::: Dataset excerpts :::
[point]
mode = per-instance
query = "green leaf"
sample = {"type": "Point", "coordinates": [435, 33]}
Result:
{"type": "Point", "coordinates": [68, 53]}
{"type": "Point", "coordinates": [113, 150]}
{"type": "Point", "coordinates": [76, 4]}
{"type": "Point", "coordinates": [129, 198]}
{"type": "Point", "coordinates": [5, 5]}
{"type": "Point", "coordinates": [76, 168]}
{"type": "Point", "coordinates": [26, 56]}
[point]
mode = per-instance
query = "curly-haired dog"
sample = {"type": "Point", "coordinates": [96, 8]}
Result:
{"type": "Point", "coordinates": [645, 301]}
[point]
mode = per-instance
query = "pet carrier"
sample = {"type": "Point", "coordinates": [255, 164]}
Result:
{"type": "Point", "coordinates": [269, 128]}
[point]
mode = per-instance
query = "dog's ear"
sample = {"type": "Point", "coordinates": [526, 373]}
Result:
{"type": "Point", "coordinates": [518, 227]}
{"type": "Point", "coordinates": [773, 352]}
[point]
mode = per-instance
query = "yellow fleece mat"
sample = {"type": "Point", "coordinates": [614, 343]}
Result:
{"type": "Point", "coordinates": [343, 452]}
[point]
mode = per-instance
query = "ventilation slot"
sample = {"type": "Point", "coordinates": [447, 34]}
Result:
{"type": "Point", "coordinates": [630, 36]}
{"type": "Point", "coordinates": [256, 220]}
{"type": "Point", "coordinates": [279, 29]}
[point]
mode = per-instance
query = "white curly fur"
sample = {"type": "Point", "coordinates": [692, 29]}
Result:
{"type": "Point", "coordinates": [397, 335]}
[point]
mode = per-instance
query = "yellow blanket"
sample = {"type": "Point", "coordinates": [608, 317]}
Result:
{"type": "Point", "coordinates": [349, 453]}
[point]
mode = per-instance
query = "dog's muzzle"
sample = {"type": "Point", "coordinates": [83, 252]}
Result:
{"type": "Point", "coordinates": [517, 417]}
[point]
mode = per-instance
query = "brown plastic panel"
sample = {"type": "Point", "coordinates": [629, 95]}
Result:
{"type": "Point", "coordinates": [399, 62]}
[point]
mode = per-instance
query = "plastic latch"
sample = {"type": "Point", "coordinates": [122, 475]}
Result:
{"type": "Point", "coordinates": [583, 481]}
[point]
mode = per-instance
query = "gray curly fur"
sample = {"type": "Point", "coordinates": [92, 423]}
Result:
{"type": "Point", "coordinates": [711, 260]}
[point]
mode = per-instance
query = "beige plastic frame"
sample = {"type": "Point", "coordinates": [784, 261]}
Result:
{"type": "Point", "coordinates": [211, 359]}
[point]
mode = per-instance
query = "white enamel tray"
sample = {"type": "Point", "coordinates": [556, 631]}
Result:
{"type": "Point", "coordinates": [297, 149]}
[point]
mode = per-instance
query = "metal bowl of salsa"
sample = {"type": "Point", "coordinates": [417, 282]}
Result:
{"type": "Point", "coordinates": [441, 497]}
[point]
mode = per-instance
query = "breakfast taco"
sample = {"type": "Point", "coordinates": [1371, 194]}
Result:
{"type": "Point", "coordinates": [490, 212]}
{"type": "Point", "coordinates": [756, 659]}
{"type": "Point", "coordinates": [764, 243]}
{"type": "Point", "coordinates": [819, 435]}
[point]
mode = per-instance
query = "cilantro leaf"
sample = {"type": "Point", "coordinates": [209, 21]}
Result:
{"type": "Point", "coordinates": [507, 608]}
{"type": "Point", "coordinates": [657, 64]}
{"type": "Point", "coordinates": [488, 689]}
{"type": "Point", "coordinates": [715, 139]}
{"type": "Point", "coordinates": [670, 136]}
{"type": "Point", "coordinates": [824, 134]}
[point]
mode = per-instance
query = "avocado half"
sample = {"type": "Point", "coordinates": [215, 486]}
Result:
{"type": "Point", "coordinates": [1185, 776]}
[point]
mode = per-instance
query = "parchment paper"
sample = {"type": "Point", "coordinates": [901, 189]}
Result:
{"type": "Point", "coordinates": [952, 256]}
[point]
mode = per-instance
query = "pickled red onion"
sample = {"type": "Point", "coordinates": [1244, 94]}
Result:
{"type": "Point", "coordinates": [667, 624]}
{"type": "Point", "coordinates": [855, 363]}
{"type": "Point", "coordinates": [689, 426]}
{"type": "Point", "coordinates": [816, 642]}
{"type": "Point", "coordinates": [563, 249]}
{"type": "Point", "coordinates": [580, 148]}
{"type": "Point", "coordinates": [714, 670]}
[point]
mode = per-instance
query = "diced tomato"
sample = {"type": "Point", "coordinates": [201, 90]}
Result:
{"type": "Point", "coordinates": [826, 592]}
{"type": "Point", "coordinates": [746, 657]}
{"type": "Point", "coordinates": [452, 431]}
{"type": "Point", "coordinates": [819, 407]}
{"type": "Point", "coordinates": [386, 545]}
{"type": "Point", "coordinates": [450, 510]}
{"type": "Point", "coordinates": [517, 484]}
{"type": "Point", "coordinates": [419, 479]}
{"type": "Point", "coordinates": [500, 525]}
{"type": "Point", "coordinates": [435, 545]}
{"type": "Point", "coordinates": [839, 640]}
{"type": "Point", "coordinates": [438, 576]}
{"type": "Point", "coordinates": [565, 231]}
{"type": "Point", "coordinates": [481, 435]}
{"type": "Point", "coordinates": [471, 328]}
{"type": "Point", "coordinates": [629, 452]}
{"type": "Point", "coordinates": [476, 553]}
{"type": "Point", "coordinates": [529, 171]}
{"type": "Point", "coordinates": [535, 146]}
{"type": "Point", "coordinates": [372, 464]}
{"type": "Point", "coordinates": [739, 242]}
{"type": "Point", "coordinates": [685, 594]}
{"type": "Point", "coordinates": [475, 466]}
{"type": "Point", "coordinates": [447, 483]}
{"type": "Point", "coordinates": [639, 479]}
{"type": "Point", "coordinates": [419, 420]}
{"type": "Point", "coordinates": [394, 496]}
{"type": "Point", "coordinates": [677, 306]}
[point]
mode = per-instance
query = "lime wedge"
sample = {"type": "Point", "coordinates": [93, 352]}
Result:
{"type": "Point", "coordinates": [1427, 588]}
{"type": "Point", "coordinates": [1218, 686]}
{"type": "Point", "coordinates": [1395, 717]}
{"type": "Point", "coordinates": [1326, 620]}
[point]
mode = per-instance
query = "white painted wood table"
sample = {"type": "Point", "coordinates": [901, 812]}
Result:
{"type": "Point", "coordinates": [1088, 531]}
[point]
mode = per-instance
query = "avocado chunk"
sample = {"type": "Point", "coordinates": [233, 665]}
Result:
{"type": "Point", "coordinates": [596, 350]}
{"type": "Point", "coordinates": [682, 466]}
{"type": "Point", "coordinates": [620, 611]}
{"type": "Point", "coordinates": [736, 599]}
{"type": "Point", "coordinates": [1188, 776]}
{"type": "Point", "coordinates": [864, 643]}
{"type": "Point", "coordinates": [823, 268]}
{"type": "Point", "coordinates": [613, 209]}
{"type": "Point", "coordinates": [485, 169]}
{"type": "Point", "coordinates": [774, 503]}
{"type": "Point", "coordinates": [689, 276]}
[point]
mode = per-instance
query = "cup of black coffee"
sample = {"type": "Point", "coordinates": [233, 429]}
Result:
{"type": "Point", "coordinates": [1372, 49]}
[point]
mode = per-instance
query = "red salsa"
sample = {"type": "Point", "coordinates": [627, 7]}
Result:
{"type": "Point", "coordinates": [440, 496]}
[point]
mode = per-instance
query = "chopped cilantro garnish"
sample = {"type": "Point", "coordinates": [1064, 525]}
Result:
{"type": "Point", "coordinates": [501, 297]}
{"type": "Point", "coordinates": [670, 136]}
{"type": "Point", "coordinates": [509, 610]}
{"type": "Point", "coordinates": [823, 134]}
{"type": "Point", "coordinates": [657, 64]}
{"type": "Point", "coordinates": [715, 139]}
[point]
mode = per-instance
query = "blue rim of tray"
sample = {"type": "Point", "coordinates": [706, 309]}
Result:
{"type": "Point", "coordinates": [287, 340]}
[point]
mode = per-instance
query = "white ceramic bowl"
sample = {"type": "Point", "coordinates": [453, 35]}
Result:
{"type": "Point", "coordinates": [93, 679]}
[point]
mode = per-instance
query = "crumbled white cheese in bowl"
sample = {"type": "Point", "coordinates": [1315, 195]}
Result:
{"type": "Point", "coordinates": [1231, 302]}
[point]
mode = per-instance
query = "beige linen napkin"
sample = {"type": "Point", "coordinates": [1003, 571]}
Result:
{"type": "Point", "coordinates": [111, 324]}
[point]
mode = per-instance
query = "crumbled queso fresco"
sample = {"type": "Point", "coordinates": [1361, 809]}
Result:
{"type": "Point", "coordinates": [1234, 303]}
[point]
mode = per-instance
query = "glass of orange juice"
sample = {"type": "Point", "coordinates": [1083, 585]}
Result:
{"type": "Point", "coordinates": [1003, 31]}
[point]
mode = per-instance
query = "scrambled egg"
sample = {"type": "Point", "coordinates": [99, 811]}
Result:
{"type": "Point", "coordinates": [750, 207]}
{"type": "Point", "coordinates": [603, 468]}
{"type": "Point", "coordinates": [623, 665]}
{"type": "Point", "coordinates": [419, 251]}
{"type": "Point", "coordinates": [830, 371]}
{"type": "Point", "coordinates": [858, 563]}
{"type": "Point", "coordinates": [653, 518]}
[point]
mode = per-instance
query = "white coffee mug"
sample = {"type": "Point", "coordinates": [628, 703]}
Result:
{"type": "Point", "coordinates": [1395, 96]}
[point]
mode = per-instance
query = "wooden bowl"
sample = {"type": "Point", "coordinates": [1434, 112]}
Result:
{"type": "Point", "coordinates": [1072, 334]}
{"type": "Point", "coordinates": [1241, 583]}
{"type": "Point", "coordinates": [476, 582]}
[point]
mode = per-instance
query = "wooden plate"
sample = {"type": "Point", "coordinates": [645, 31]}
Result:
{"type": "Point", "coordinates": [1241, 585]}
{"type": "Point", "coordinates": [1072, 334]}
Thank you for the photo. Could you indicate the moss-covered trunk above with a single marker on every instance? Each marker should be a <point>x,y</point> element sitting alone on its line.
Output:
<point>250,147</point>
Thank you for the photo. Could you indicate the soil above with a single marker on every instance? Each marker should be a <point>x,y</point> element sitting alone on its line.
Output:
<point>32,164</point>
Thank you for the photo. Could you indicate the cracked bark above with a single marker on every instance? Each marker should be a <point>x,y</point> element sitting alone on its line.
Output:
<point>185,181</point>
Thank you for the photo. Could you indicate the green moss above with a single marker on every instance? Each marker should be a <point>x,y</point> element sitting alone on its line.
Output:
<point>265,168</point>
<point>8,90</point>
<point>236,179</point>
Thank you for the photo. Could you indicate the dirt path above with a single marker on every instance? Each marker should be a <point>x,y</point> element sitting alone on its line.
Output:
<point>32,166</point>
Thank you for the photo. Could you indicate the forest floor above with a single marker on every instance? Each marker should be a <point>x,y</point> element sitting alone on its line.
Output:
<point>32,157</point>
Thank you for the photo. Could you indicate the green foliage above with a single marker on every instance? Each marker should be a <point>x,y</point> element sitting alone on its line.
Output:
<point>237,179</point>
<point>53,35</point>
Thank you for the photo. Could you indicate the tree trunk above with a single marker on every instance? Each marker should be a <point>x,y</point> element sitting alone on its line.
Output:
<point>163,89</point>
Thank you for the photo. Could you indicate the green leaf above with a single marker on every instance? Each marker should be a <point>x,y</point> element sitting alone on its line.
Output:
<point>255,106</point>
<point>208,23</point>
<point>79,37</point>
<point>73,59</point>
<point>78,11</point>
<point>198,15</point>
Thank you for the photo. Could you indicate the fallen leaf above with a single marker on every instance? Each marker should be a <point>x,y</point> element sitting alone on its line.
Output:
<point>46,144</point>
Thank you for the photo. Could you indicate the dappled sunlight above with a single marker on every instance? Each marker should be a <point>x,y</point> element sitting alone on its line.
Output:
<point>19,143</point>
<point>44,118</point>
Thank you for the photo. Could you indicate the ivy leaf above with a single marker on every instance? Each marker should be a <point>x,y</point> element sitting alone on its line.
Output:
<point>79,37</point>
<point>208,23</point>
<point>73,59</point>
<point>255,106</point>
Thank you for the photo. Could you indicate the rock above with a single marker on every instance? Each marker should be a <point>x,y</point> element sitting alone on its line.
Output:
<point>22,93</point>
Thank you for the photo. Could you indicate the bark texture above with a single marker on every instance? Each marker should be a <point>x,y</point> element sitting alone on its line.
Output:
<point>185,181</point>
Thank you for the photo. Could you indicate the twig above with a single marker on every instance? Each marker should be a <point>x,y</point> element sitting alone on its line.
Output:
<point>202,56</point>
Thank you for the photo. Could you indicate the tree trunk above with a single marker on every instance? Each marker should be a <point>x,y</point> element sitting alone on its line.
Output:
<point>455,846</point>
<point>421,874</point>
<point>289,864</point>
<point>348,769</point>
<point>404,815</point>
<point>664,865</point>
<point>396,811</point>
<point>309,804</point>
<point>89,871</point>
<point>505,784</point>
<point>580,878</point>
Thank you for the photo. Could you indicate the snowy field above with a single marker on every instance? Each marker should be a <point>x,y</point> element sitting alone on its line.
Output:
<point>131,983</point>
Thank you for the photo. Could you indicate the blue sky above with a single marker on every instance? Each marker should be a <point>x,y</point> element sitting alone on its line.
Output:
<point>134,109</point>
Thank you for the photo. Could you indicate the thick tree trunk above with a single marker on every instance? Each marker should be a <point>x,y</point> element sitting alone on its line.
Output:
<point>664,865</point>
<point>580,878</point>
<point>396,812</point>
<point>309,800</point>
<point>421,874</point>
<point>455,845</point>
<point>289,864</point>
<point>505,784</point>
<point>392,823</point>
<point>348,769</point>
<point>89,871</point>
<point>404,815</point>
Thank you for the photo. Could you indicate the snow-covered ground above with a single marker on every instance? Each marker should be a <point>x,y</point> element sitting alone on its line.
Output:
:::
### [Exercise]
Copy from the entries above each line in which the string "cilantro" can be found.

### [Exercise answer]
query = "cilantro leaf"
query = "chopped cilantro garnish"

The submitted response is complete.